** Requirement **
Pull out the records from the line containing "Where can you see the red sock" through the end of the records, copying each line word for word.

** Data provided **
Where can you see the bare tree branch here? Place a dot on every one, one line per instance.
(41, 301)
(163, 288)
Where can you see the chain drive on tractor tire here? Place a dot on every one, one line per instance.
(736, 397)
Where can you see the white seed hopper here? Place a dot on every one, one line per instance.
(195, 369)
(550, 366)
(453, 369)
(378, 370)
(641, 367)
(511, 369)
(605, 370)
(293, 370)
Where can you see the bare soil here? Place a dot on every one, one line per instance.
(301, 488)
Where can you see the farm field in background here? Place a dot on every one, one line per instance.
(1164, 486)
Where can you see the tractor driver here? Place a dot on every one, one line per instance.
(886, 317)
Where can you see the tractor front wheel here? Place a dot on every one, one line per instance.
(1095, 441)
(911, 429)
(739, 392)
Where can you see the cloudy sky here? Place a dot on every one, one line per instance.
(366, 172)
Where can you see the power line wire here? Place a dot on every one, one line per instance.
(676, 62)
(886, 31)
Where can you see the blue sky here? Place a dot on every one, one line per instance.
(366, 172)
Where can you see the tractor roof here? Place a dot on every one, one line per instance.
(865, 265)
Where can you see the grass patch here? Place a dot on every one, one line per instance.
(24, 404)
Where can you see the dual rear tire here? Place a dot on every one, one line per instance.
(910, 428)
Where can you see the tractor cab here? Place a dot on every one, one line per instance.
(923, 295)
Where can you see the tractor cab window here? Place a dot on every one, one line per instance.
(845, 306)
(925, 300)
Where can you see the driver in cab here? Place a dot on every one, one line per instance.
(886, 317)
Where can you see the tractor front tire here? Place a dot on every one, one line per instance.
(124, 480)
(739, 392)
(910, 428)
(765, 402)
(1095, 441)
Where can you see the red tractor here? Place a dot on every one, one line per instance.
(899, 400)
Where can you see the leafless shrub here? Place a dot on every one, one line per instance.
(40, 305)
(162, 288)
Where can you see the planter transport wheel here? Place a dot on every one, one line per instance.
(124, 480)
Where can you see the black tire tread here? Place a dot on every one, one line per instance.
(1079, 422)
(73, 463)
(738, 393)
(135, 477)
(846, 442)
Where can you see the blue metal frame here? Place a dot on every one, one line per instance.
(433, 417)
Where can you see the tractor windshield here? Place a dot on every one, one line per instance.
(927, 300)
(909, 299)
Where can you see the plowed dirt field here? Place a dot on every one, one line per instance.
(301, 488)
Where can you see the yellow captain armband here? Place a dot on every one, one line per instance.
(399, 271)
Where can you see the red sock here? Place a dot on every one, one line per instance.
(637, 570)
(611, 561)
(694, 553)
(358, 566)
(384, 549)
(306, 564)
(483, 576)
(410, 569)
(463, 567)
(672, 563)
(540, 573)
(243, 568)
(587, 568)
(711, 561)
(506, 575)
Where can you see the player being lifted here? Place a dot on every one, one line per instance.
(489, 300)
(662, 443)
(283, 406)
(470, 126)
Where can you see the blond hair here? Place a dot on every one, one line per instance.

** Answer to the exercise **
Where can you see the red sock here? Place a dot on every one, one line per instance.
(637, 570)
(611, 561)
(694, 553)
(358, 566)
(384, 549)
(306, 564)
(483, 576)
(410, 569)
(463, 567)
(672, 563)
(540, 573)
(243, 568)
(587, 568)
(711, 561)
(506, 575)
Where can you see the player being lifted here? Place a dot on every one, one line per instance.
(489, 300)
(662, 443)
(283, 406)
(470, 126)
Where can you see the blond hair here? Place a dot on every one, one line per instance.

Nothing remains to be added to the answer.